■ QUÉ SE PIDE
Vuelve a escribir sin ningún cambio el tramo de filas que va desde la que contiene "Segment soccer field." hasta el final de las filas, con ambos extremos incluidos.

--------------------

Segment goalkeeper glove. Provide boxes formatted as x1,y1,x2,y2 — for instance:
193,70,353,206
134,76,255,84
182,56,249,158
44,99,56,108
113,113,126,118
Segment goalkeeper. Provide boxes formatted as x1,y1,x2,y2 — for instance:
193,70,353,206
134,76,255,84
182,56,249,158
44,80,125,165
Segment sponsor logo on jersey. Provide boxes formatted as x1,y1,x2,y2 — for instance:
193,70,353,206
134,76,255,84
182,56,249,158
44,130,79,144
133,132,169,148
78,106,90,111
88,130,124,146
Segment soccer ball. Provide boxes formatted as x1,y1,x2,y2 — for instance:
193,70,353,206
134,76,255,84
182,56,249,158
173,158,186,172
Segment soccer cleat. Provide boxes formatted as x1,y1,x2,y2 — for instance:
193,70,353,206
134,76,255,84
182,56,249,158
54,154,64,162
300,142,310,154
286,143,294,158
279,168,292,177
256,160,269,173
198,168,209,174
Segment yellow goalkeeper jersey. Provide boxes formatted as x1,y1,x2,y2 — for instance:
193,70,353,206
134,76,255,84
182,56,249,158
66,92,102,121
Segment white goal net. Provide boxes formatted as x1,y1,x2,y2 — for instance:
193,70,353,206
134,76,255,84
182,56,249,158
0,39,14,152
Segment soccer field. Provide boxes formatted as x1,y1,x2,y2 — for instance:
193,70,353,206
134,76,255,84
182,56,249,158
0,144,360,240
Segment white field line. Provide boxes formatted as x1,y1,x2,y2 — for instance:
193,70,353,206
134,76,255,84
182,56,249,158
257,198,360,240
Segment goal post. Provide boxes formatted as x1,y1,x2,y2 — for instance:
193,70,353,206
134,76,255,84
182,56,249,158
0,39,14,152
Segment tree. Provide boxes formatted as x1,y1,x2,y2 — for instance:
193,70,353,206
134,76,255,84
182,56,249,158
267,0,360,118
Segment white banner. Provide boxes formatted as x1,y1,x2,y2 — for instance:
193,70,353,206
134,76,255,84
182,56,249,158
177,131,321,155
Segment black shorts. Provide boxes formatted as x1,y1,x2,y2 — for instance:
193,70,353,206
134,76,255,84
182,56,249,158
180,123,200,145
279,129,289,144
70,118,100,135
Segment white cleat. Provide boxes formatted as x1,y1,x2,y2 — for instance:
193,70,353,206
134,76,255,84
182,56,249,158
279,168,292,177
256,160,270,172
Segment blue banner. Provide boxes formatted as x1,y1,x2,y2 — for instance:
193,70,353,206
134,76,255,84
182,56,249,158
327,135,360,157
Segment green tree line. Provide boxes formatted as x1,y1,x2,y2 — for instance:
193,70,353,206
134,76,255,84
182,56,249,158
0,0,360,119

--------------------

■ RESULTADO
Segment soccer field. Provide boxes formatted as x1,y1,x2,y2 — for instance:
193,70,353,206
134,76,255,84
182,56,249,158
0,144,360,240
Segment white field line. Provide boxes formatted as x1,y1,x2,y2 — for instance:
193,70,353,206
134,76,255,84
182,56,249,158
257,198,360,240
Segment goal post. Provide boxes formatted as x1,y1,x2,y2 — for instance:
193,70,353,206
134,76,255,84
182,56,249,158
0,39,14,152
Segment tree. Provide boxes formatted as x1,y1,x2,y2 — for instance:
193,70,353,206
134,76,255,84
182,56,249,158
267,0,360,118
Segment white banner. Provide boxes formatted as x1,y1,x2,y2 — for instance:
193,70,353,206
134,76,255,84
182,56,249,158
177,131,321,155
Segment black shorts. Provide boxes formatted as x1,y1,x2,y2 — for instance:
193,70,353,206
134,76,255,84
182,56,249,158
180,123,200,145
279,129,289,144
70,118,100,135
Segment white cleat. Provide boxes formatted as x1,y1,x2,y2 — for instance:
193,70,353,206
134,76,255,84
182,56,249,158
279,168,292,177
256,160,270,172
Segment blue banner. Provide boxes formatted as x1,y1,x2,y2 — for instance:
193,70,353,206
134,76,255,84
182,56,249,158
327,135,360,157
Segment green tree line. Provide boxes formatted as x1,y1,x2,y2 — for instance:
193,70,353,206
134,76,255,84
182,56,249,158
0,0,360,119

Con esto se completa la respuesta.